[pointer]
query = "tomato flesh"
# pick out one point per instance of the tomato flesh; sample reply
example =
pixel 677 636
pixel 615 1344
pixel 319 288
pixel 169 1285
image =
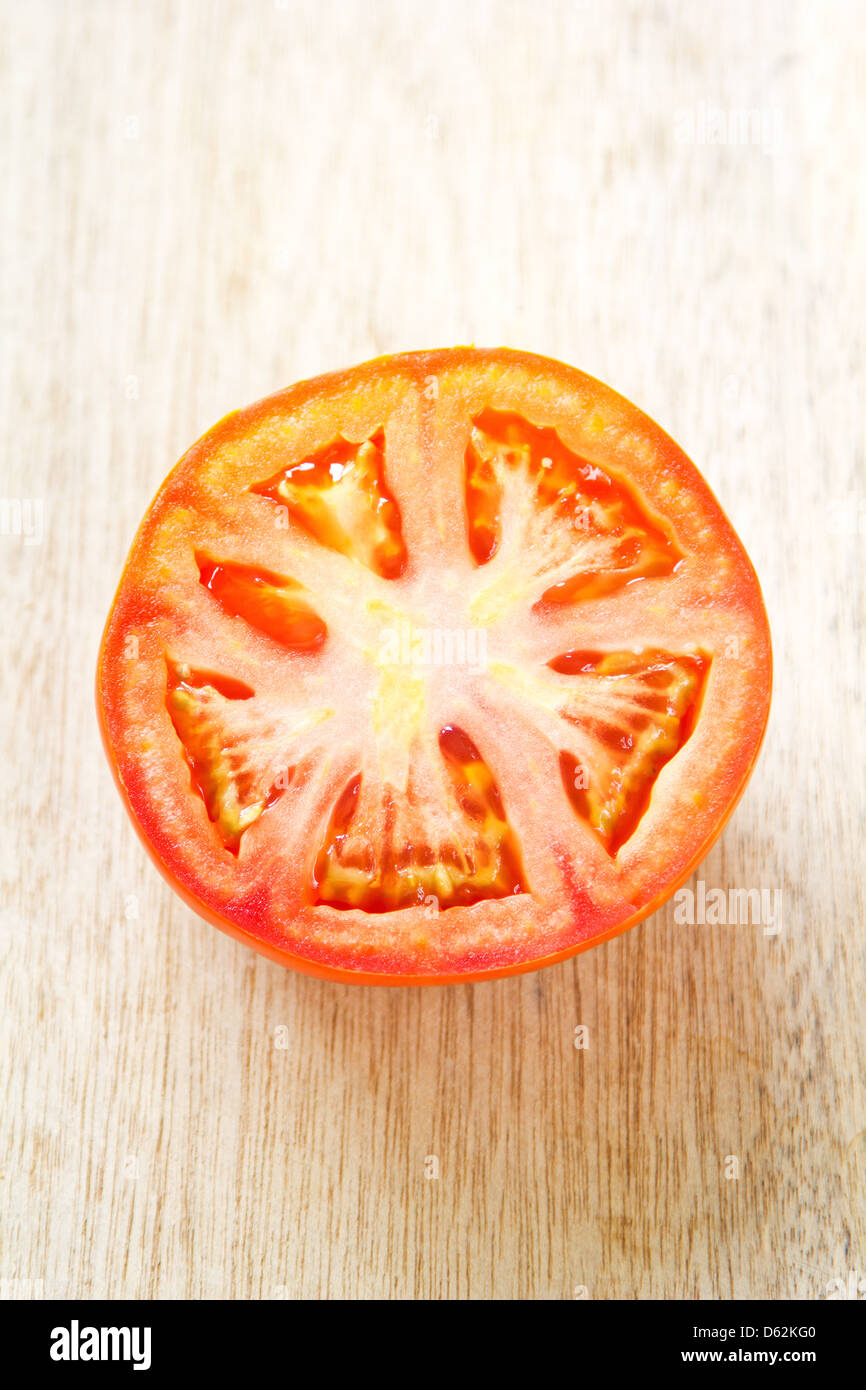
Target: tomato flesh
pixel 423 672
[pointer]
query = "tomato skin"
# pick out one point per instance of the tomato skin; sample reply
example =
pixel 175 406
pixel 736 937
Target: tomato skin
pixel 234 428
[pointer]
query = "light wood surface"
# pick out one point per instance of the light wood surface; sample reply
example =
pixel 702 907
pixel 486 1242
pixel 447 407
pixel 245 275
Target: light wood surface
pixel 205 202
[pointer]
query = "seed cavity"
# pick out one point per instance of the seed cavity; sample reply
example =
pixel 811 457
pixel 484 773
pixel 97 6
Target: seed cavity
pixel 338 495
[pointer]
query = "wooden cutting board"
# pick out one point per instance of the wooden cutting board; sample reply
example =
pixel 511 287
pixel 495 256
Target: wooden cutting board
pixel 209 200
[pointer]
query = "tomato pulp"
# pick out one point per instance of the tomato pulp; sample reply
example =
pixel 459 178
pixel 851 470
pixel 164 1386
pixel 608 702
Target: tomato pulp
pixel 438 669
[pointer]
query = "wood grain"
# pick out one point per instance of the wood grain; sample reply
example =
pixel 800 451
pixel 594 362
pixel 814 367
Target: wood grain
pixel 205 202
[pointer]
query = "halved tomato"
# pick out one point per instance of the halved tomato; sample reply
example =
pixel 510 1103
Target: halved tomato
pixel 438 669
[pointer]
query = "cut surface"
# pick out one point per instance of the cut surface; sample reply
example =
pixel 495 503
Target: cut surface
pixel 413 685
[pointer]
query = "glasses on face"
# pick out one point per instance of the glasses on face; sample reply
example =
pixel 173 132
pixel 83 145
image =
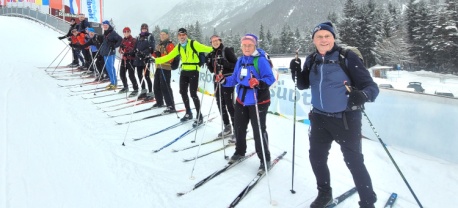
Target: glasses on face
pixel 247 46
pixel 321 37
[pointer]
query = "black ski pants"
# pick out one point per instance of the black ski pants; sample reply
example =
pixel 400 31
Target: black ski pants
pixel 144 70
pixel 226 104
pixel 245 114
pixel 190 79
pixel 325 129
pixel 162 89
pixel 127 67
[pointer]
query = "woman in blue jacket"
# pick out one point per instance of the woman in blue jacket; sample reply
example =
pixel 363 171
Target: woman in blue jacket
pixel 253 77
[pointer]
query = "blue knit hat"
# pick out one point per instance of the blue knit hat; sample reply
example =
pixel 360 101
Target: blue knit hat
pixel 253 38
pixel 324 26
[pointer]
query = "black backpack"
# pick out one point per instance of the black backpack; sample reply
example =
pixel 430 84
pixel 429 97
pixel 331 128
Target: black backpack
pixel 201 54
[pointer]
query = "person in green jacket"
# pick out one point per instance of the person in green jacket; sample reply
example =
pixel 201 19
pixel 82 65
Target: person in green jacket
pixel 189 77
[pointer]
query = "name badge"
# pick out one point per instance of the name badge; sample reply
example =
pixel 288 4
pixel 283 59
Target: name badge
pixel 243 72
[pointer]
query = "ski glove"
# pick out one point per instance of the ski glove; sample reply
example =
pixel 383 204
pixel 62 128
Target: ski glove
pixel 357 98
pixel 253 82
pixel 220 78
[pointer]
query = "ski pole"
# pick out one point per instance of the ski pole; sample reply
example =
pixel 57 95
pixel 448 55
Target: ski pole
pixel 201 101
pixel 60 61
pixel 132 112
pixel 262 137
pixel 57 57
pixel 294 128
pixel 387 151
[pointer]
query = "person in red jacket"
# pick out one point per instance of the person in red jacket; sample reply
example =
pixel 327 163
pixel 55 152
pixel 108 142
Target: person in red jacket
pixel 128 55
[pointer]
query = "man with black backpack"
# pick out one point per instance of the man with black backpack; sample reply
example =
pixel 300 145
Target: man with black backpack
pixel 336 113
pixel 190 65
pixel 161 88
pixel 222 61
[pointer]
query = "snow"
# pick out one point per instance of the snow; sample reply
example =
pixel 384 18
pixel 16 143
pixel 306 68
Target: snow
pixel 58 150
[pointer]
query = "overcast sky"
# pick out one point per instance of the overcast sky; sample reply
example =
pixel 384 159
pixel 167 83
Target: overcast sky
pixel 133 13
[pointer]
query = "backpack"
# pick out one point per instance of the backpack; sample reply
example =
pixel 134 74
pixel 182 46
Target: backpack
pixel 343 53
pixel 201 55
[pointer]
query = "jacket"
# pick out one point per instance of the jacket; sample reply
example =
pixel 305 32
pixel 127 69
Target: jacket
pixel 111 40
pixel 162 49
pixel 245 94
pixel 326 79
pixel 144 46
pixel 215 60
pixel 189 60
pixel 128 48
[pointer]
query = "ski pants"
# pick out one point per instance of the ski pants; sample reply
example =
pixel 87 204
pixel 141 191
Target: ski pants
pixel 190 79
pixel 144 70
pixel 327 128
pixel 127 67
pixel 162 89
pixel 245 114
pixel 109 65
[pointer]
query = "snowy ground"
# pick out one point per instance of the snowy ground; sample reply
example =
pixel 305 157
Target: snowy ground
pixel 58 150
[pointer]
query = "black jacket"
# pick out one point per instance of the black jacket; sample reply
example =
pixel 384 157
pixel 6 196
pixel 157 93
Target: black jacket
pixel 216 59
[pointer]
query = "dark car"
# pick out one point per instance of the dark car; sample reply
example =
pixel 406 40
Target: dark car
pixel 416 86
pixel 385 86
pixel 445 94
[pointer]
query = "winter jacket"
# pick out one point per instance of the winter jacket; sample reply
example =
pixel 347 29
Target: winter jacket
pixel 78 39
pixel 162 49
pixel 128 48
pixel 215 60
pixel 326 79
pixel 81 27
pixel 189 60
pixel 245 94
pixel 111 40
pixel 143 48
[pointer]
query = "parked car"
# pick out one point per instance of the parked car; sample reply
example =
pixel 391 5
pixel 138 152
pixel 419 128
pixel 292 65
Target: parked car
pixel 416 86
pixel 385 86
pixel 444 93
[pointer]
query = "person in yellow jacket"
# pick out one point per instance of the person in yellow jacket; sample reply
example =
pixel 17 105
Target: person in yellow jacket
pixel 189 78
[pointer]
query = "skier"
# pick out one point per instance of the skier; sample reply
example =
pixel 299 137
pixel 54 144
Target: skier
pixel 128 55
pixel 162 89
pixel 253 77
pixel 111 40
pixel 189 76
pixel 144 46
pixel 223 62
pixel 73 25
pixel 295 66
pixel 336 113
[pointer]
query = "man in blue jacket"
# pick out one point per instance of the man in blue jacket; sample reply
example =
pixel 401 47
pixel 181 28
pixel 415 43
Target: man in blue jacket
pixel 336 114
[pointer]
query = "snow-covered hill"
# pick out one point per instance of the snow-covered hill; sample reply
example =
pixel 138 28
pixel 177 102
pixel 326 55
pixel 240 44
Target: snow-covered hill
pixel 58 150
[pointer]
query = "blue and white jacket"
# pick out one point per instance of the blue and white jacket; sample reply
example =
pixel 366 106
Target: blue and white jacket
pixel 326 79
pixel 245 94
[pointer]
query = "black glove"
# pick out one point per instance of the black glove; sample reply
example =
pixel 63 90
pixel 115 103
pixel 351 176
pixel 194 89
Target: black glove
pixel 357 98
pixel 152 60
pixel 140 55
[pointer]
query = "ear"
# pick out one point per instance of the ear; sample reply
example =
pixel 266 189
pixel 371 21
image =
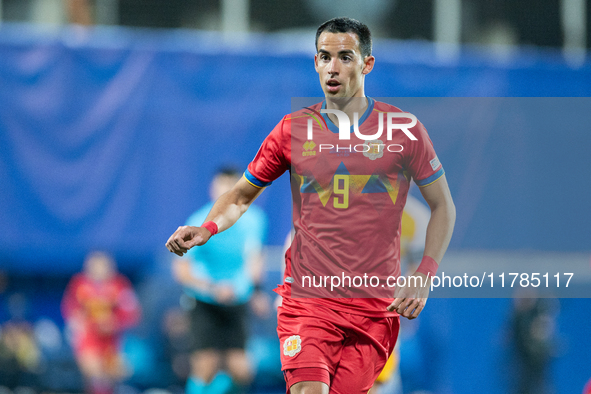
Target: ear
pixel 369 62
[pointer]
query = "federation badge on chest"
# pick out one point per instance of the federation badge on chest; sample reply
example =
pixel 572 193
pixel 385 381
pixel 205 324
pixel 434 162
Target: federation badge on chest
pixel 373 149
pixel 292 345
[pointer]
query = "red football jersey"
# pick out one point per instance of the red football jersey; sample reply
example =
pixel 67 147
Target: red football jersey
pixel 348 198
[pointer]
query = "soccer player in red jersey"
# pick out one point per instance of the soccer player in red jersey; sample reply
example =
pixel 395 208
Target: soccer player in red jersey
pixel 98 305
pixel 349 191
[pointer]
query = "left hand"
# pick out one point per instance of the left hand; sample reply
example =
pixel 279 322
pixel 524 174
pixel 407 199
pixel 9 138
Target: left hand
pixel 409 300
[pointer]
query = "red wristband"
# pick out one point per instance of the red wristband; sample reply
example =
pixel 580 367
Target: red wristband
pixel 211 227
pixel 428 266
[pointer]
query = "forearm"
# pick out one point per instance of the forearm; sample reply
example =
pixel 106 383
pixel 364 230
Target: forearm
pixel 439 230
pixel 230 206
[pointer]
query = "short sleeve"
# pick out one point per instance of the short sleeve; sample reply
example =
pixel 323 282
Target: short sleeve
pixel 271 161
pixel 421 161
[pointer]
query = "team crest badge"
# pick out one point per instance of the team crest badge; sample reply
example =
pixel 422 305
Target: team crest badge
pixel 374 150
pixel 292 345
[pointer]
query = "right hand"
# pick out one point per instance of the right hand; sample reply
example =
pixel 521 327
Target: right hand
pixel 185 237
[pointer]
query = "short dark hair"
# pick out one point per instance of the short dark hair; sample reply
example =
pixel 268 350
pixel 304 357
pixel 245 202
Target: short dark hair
pixel 348 25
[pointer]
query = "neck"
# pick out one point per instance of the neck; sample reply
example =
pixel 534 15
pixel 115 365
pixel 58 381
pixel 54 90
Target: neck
pixel 348 105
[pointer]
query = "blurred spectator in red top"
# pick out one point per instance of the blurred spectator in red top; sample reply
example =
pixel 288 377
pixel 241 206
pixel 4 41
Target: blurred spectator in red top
pixel 98 305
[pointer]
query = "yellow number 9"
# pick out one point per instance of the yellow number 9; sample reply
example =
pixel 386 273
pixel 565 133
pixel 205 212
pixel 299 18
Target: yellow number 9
pixel 343 191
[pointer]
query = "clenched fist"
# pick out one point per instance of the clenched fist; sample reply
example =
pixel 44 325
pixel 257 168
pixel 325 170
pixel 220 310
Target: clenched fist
pixel 185 237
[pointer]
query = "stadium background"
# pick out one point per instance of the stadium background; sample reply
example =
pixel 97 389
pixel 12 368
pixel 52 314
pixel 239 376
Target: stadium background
pixel 109 136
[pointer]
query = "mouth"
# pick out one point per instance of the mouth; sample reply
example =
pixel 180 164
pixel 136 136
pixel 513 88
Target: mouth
pixel 333 85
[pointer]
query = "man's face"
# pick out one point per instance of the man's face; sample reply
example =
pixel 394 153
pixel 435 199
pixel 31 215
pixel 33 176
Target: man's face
pixel 340 65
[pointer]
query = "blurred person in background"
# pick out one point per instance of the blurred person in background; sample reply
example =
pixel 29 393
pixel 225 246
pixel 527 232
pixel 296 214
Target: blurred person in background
pixel 413 233
pixel 221 278
pixel 533 340
pixel 98 305
pixel 20 355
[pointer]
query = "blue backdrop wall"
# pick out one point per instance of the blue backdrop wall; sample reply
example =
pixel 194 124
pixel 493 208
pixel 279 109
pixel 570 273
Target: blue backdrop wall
pixel 109 138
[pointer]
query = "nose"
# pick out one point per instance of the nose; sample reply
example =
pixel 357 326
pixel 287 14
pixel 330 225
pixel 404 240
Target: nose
pixel 333 67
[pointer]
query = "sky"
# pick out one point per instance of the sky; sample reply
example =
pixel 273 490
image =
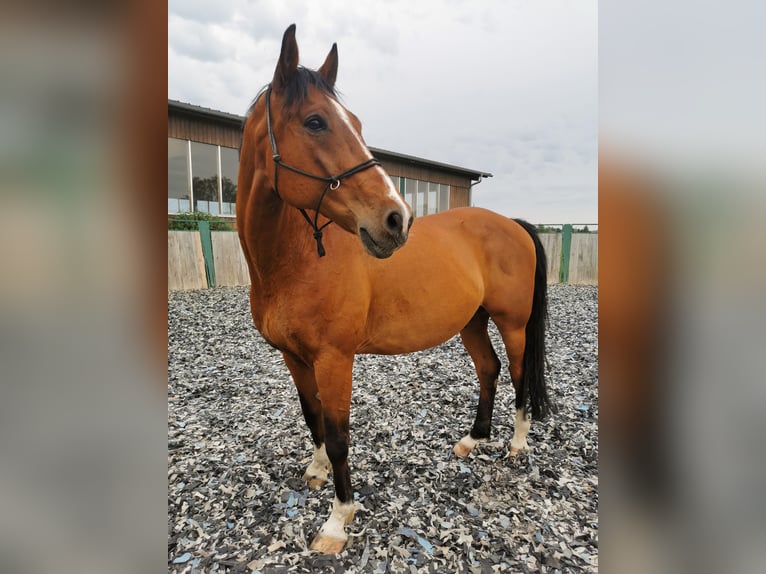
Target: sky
pixel 505 87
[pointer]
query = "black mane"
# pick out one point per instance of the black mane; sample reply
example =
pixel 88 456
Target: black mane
pixel 297 90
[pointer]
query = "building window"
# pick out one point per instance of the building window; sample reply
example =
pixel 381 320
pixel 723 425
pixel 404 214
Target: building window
pixel 201 177
pixel 179 198
pixel 395 181
pixel 422 201
pixel 443 197
pixel 229 169
pixel 433 197
pixel 410 191
pixel 205 177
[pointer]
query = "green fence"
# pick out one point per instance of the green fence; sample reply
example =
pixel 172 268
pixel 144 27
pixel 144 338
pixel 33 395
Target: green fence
pixel 572 253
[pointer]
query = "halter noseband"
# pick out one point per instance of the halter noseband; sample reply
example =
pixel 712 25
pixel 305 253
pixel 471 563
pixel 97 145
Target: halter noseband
pixel 333 182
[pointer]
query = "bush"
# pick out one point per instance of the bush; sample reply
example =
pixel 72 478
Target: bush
pixel 188 222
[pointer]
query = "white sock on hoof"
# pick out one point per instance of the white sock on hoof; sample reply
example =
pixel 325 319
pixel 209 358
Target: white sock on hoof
pixel 520 430
pixel 340 516
pixel 320 466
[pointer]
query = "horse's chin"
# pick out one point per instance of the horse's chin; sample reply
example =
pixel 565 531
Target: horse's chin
pixel 380 249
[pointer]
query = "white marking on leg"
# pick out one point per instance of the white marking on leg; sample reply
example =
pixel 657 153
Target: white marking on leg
pixel 320 466
pixel 466 444
pixel 342 513
pixel 520 430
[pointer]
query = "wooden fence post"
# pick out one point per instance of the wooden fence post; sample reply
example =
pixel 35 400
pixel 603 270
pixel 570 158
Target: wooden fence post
pixel 566 250
pixel 207 251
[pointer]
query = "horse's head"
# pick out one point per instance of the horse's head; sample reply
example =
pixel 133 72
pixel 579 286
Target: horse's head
pixel 319 160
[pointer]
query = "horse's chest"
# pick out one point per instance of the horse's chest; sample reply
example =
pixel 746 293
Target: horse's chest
pixel 279 325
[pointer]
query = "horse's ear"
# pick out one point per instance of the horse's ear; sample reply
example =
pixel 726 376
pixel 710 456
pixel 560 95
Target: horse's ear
pixel 288 60
pixel 329 70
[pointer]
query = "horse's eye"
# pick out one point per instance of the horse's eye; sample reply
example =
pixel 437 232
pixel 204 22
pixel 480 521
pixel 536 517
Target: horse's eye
pixel 315 123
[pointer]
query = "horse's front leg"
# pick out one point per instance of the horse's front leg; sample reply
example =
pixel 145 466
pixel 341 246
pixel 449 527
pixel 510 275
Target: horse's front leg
pixel 303 376
pixel 333 375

### [EXERCISE AIM]
Count the lines above that contain the string "light", and reply with the number alone.

### [RESPONSE]
3